- Task to carry out:
Only one stretch of the data is wanted: the line containing "Target: fine sand grain", the line containing "column 10, row 209", and every line between them, copied exactly.

- Data supplied:
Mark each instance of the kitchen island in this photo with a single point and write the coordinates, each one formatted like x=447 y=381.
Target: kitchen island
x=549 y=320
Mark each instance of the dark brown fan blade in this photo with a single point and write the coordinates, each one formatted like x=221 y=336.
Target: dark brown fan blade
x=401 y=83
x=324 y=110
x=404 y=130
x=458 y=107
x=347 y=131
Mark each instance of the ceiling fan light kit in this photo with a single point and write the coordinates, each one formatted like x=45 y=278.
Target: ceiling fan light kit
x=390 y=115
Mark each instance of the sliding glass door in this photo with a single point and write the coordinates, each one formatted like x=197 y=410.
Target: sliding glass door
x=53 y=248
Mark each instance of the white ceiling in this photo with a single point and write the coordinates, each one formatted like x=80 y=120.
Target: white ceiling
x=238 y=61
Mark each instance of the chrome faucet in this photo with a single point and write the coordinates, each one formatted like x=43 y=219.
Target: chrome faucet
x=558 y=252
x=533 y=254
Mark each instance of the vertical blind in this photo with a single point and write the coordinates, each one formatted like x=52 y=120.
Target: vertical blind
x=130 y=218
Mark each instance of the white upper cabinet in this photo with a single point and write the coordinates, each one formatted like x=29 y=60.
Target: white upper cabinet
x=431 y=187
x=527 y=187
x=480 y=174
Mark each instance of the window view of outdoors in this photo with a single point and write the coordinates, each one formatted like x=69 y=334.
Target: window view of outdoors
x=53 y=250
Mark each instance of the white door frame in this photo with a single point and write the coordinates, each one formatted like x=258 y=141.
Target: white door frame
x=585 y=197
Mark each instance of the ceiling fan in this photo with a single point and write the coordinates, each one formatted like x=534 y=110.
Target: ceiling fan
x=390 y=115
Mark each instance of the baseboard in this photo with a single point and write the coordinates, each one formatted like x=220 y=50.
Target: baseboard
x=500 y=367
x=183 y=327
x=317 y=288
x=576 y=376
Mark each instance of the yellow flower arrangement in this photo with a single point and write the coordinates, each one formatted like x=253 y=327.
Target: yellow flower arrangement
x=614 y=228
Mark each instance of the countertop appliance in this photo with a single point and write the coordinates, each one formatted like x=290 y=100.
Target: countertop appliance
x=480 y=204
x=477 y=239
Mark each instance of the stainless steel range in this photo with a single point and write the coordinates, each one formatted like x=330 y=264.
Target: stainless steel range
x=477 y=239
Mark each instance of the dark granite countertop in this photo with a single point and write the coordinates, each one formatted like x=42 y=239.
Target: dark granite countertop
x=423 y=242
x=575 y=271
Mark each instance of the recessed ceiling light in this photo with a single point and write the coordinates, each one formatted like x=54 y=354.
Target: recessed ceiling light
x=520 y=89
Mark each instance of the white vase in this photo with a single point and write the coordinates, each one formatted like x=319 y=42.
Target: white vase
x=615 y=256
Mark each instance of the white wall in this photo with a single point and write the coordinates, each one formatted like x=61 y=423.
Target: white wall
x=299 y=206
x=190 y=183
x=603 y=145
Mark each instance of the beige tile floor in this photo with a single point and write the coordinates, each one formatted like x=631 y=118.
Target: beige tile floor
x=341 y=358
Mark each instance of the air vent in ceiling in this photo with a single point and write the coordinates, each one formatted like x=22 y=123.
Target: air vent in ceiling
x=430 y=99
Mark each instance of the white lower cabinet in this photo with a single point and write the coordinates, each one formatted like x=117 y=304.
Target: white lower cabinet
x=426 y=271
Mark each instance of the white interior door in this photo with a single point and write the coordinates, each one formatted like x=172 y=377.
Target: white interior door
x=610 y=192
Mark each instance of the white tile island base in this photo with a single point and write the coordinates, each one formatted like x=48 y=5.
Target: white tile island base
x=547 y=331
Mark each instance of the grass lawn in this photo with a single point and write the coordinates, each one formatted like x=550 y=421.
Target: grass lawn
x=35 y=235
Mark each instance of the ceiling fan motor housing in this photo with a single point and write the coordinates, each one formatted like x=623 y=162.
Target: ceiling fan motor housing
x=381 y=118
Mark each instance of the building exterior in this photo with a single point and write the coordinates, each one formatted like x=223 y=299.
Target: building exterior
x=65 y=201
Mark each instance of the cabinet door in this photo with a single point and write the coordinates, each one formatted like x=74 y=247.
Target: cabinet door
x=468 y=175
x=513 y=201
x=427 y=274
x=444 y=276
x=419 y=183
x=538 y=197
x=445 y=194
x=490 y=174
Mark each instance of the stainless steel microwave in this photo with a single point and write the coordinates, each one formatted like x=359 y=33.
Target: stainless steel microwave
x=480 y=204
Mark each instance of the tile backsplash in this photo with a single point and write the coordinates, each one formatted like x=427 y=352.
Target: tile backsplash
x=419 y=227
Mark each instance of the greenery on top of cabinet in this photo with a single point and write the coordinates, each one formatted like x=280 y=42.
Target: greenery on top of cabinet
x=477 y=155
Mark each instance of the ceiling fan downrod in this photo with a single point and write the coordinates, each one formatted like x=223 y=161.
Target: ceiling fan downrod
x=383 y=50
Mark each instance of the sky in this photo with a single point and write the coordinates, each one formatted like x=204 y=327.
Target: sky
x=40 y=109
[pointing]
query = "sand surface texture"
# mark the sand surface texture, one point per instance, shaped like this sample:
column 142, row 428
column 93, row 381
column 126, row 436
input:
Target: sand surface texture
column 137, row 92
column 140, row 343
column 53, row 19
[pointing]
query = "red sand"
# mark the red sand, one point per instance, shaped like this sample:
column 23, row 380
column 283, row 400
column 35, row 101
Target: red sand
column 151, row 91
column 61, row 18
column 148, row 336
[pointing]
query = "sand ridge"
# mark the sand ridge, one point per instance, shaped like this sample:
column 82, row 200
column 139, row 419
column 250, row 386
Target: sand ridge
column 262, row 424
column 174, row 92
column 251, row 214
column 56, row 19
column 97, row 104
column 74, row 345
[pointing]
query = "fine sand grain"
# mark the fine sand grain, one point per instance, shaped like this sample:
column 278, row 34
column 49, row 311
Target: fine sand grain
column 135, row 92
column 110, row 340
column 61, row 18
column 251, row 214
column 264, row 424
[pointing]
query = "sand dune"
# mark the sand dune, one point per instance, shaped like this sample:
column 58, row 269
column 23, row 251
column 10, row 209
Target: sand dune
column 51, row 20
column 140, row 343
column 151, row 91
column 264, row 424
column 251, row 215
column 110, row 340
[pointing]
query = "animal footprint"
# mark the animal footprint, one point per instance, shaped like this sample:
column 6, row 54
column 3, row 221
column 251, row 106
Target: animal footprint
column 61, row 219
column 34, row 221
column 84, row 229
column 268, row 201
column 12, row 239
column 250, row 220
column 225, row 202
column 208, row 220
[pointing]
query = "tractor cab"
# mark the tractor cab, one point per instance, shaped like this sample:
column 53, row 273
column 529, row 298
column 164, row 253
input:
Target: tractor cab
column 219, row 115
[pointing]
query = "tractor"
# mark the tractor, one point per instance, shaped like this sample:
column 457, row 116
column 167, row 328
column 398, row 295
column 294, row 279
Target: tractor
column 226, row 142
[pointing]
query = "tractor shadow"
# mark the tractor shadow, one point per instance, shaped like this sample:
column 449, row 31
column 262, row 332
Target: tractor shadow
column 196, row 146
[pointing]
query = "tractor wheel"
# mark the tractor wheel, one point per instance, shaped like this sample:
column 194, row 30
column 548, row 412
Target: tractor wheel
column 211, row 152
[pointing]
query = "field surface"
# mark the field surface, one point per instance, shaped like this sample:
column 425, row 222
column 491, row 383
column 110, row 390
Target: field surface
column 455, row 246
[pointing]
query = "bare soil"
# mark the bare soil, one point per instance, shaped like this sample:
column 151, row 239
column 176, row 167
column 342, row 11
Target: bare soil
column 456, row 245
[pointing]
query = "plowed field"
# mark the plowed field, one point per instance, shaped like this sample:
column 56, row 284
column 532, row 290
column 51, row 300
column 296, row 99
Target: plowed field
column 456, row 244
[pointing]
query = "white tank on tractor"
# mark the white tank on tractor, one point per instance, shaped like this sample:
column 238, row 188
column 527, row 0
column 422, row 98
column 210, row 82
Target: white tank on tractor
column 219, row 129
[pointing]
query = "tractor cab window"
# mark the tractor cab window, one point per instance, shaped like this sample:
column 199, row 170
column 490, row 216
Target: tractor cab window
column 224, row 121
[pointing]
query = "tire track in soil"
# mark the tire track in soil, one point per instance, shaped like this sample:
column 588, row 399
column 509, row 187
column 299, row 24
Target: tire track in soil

- Solution to this exercise:
Target: fine sand grain
column 135, row 92
column 110, row 340
column 61, row 18
column 251, row 214
column 264, row 424
[pointing]
query = "sand dune"
# mark the sand dune, one point per instance, shaped like this sample:
column 58, row 269
column 23, row 251
column 10, row 209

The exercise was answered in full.